• **Task description**
In full and unaltered, output the records below.

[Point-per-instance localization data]
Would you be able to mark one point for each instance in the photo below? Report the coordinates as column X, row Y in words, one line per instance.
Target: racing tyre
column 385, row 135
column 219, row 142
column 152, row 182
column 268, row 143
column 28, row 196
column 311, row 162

• **Result for this exercise**
Would you be able to mark one point for each instance in the photo below? Report the coordinates as column X, row Y in words, one line per instance.
Target: racing tyre
column 385, row 135
column 219, row 142
column 152, row 182
column 268, row 143
column 28, row 196
column 311, row 162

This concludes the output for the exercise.